SUPPLIED INFORMATION:
........
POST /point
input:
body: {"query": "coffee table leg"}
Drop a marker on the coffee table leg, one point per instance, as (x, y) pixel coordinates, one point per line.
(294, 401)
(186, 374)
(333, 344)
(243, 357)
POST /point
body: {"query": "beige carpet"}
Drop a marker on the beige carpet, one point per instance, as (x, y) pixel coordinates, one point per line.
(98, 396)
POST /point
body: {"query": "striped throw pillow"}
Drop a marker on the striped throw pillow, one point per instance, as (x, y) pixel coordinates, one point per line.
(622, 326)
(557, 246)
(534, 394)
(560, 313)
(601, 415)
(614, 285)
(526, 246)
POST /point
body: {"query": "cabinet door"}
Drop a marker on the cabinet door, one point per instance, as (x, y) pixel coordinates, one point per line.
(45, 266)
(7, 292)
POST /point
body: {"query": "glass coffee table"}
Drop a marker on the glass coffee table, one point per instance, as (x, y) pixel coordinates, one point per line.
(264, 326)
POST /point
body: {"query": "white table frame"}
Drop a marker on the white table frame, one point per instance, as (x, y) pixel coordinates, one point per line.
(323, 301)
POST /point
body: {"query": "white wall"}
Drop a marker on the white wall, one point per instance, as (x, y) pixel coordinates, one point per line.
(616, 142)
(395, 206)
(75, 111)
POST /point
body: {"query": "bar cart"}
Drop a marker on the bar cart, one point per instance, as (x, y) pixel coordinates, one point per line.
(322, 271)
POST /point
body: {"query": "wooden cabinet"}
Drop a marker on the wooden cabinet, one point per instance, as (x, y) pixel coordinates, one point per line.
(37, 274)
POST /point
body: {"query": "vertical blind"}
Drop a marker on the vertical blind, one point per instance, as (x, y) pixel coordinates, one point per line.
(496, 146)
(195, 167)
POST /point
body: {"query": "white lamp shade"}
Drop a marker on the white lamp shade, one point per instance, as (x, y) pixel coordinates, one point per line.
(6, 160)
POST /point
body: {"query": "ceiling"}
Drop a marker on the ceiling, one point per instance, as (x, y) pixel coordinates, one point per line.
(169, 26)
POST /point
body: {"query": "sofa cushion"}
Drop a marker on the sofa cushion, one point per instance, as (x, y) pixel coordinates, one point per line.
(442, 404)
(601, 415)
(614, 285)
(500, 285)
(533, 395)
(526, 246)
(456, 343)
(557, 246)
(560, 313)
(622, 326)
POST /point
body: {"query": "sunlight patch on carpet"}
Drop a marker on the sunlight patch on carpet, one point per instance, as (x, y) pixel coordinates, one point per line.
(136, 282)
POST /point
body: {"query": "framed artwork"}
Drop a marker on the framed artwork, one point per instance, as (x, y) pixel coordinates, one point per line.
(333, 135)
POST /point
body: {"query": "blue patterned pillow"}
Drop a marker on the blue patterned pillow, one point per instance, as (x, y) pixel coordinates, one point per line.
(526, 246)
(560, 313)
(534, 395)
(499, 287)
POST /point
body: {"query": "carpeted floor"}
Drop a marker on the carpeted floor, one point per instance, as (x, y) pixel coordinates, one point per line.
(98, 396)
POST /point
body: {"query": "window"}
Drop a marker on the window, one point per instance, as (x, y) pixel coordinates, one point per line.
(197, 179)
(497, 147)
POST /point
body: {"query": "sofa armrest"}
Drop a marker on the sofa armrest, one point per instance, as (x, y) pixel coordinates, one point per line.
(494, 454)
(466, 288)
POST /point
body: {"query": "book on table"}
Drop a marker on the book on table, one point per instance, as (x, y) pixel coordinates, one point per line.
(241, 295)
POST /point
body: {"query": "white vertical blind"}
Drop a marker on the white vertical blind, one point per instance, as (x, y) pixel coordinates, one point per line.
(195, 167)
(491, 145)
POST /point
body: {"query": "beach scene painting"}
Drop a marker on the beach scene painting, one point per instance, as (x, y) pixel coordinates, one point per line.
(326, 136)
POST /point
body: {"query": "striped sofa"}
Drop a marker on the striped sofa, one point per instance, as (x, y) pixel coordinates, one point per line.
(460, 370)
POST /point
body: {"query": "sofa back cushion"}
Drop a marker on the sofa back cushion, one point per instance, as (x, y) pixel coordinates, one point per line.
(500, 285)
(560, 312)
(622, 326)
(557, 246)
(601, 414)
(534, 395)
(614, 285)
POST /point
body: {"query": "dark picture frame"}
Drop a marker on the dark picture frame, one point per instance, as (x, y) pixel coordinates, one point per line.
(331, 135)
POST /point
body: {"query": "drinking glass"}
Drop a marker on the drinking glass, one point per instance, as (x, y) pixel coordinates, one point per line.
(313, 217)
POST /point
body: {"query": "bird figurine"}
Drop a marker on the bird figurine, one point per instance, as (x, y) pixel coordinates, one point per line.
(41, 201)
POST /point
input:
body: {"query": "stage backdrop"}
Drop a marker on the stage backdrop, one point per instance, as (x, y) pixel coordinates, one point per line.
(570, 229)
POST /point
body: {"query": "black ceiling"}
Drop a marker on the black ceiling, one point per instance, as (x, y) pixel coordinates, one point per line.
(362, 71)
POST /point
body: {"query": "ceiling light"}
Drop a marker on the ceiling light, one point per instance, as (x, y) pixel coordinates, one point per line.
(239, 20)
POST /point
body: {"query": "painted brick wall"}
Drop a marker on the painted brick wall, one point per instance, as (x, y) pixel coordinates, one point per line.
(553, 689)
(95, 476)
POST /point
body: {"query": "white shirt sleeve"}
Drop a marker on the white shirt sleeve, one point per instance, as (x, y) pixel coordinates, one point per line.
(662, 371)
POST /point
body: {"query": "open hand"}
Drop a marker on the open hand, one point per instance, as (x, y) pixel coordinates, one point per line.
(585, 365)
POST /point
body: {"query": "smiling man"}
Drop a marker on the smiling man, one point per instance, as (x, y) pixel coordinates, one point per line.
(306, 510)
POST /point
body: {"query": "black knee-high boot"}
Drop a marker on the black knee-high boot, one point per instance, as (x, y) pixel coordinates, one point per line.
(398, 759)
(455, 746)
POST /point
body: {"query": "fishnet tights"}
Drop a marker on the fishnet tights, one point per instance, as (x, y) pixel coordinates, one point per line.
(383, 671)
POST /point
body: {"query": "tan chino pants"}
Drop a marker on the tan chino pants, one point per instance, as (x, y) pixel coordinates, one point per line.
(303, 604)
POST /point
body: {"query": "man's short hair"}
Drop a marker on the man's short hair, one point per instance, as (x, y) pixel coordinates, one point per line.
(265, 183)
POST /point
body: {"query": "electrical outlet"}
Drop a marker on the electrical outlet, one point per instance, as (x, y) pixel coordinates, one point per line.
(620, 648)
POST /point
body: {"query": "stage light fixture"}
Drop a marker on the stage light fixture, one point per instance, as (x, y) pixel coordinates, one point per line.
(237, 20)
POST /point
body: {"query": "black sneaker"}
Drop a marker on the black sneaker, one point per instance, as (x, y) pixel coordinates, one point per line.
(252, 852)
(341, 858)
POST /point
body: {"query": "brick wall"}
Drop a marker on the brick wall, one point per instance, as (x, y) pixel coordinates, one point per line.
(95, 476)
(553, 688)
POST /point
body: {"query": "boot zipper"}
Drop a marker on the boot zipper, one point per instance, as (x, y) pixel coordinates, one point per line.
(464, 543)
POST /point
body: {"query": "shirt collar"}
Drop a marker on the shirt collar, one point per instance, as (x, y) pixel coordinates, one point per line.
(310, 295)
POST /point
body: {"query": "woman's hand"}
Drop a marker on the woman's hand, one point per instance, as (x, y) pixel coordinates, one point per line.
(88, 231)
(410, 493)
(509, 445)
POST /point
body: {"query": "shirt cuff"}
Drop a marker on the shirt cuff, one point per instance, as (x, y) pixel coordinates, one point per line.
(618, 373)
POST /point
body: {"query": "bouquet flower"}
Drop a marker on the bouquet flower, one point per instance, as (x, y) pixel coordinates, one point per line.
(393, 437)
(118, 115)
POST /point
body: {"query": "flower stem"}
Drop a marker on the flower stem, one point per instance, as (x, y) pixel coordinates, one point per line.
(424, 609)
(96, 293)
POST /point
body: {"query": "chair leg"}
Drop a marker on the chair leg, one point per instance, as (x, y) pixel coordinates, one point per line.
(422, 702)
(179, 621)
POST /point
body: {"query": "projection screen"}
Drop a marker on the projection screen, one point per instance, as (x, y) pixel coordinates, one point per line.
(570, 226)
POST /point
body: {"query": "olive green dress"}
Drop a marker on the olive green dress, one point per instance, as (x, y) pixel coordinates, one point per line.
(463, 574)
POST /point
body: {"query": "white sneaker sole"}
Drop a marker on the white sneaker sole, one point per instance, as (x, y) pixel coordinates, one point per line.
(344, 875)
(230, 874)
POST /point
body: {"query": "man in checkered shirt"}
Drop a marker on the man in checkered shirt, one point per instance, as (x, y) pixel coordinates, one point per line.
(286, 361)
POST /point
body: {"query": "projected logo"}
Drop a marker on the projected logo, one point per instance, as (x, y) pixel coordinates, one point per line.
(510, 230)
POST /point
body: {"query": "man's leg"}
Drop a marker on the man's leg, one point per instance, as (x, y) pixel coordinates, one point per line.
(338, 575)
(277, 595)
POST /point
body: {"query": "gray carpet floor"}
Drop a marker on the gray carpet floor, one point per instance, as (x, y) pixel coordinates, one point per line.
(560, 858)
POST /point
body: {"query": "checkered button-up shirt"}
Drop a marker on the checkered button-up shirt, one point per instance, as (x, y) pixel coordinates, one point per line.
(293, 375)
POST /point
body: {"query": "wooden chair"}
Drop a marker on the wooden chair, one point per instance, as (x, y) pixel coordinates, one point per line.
........
EXERCISE DIRECTIONS: Gather every line in the records above that contains the string "sleeve" and copy each one out. Treat uppercase and lowercase as different.

WRITTEN RESPONSE:
body: {"query": "white shirt sleeve"}
Drop a marker on the white shirt sleeve, one point per instance, as (x, y) pixel coordinates, one point per line.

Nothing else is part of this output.